## Task set
1) Rewrite the blog post passage starting at "October 9, 2008" and ending at "This is AMAZING!", changing "wonderful" to "marvelous".
2) Answer these questions from the blog post:
(a) On what date was it posted?
(b) How far did the writer walk that day?
(c) What did the writer use to check the distance walked?
=== Text provided ===
October 9, 2008

The Winds of Change are Blowing

Posted in Update at 4:33 am by Sarah Bosse

There is a lot of adjustment that I need to make to my new situation.  I’m feeling so wonderful.  It really has flipped my world upside down.  After I get a better grip on it, I’ll try to write about the experience with more detail.  Every day is filled with discoveries of things I can now do that I couldn’t do for a long time.  This is AMAZING!
A note written to a friend…
 
What an exciting day I’ve had!  Today I did something I didn’t think I would ever be able to do again.  Hope you’re sitting down (’cause you will be once you hear this!).  Today, I walked 1.2 miles at a brisk pace (well, brisk for me, but not sure how I’d stack up to most people), only pausing once to peer through the window of an antique shop and gawk at an antique piece that captured my eye (but that will never capture my wallet).  When I got home, I used Google Maps to see how far I had gone!  I was shocked and really excited!  And I’m walking so well!  I’m able to move my body from my lower back through my hips, which is great because a little more than a week ago I couldn’t move at all – my muscles had spasmed and seized up so tightly that moving was impossible.  I can’t believe I can move.  I wake up so excited because it’s another day without pain.  I’m always thanking God for this gift.
=== Dataset extract ===
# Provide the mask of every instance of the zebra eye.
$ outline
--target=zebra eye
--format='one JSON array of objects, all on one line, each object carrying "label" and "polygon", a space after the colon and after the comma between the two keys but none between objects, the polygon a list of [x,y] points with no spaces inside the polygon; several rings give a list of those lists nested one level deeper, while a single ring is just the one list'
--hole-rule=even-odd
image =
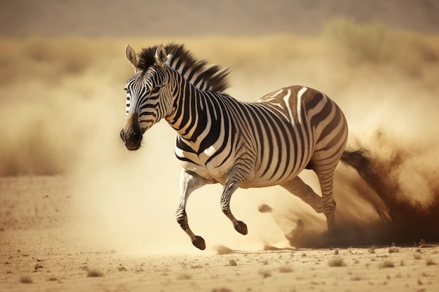
[{"label": "zebra eye", "polygon": [[158,92],[158,90],[160,90],[160,87],[158,86],[151,88],[151,92],[152,93],[156,93]]}]

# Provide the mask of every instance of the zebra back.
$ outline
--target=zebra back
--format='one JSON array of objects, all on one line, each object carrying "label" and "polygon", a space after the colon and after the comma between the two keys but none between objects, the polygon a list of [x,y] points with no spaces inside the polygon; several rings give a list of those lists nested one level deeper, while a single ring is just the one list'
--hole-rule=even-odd
[{"label": "zebra back", "polygon": [[[142,49],[139,55],[138,69],[146,72],[155,63],[157,46]],[[201,90],[224,93],[229,88],[228,68],[209,65],[203,60],[196,60],[182,44],[169,43],[165,46],[168,53],[166,64],[180,73],[191,84]]]}]

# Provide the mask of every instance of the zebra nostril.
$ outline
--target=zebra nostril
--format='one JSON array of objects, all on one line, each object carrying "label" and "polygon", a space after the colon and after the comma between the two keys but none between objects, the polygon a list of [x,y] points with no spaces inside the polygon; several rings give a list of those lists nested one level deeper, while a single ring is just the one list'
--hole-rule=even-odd
[{"label": "zebra nostril", "polygon": [[125,142],[125,135],[123,134],[123,129],[121,130],[121,139]]}]

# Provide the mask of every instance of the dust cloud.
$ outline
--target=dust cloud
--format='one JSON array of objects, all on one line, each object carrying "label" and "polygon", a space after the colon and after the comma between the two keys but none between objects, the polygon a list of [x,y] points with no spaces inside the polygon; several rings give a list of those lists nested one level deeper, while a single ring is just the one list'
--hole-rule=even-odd
[{"label": "dust cloud", "polygon": [[[376,29],[400,46],[375,46]],[[353,47],[358,33],[369,41]],[[335,182],[338,228],[331,237],[322,235],[322,214],[278,187],[234,195],[231,209],[248,225],[244,237],[221,212],[221,186],[203,187],[187,211],[208,252],[217,245],[249,250],[285,244],[298,219],[305,231],[292,239],[297,246],[439,240],[439,41],[386,27],[339,22],[312,38],[1,39],[0,121],[8,125],[8,143],[0,145],[0,174],[63,174],[74,186],[69,225],[84,242],[133,253],[201,253],[174,217],[180,167],[173,130],[162,121],[135,152],[119,137],[123,89],[132,74],[125,46],[138,51],[173,41],[230,67],[228,93],[238,99],[255,100],[295,84],[325,92],[346,116],[349,146],[367,149],[377,174],[364,181],[340,165]],[[400,49],[389,55],[389,47]],[[318,190],[312,172],[302,176]],[[261,204],[271,212],[259,213]]]}]

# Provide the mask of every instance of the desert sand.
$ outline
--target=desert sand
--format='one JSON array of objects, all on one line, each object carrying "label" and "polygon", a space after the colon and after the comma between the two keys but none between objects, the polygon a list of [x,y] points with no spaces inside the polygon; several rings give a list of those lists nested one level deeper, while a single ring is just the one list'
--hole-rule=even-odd
[{"label": "desert sand", "polygon": [[65,177],[1,178],[0,190],[8,195],[1,197],[1,291],[439,288],[438,244],[135,253],[112,242],[92,244],[97,234],[86,237],[81,227],[66,227],[72,197]]}]

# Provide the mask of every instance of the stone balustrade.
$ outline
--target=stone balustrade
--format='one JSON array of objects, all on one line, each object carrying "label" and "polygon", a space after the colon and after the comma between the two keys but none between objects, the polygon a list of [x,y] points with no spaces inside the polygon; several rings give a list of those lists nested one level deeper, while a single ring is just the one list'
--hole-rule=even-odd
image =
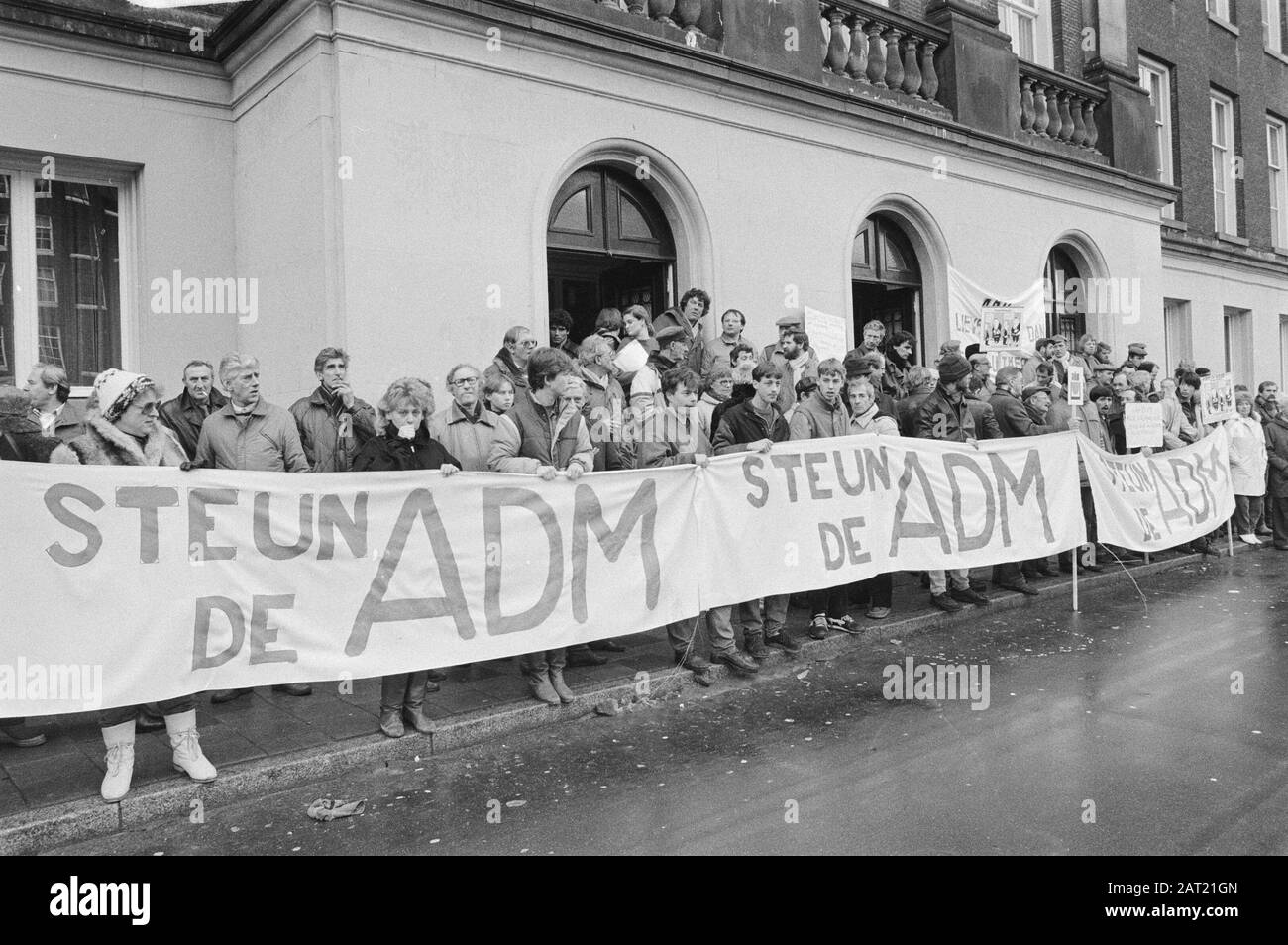
[{"label": "stone balustrade", "polygon": [[1020,131],[1096,151],[1096,108],[1100,89],[1051,70],[1020,62]]},{"label": "stone balustrade", "polygon": [[863,0],[819,3],[819,12],[823,70],[860,86],[935,102],[935,50],[948,41],[947,32]]}]

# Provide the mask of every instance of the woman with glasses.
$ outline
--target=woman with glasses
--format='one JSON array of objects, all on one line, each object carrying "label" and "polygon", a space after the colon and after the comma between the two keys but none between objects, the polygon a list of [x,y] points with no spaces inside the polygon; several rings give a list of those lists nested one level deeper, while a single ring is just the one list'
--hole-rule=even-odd
[{"label": "woman with glasses", "polygon": [[[437,469],[450,476],[460,471],[460,460],[447,452],[425,425],[425,418],[434,409],[434,391],[428,384],[415,377],[397,380],[389,385],[376,408],[380,412],[380,435],[367,440],[353,457],[354,472]],[[426,669],[383,677],[380,731],[389,738],[402,738],[404,724],[420,733],[433,731],[424,711],[426,691],[438,691],[438,684],[429,680]]]},{"label": "woman with glasses", "polygon": [[[108,368],[94,380],[85,407],[85,433],[57,447],[50,462],[86,466],[179,466],[189,469],[178,438],[157,420],[160,398],[151,377]],[[175,769],[194,781],[213,781],[216,771],[197,740],[197,703],[192,695],[157,703],[174,749]],[[130,791],[134,776],[134,720],[137,706],[98,713],[107,745],[107,774],[100,793],[115,803]]]}]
===
## Full solutions
1)
October 9, 2008

The Winds of Change are Blowing

Posted in Update at 4:33 am by Sarah Bosse

There is a lot of adjustment that I need to make to my new situation.  I’m feeling so marvelous.  It really has flipped my world upside down.  After I get a better grip on it, I’ll try to write about the experience with more detail.  Every day is filled with discoveries of things I can now do that I couldn’t do for a long time.  This is AMAZING!

2)
(a) October 9, 2008
(b) 1.2 miles
(c) Google Maps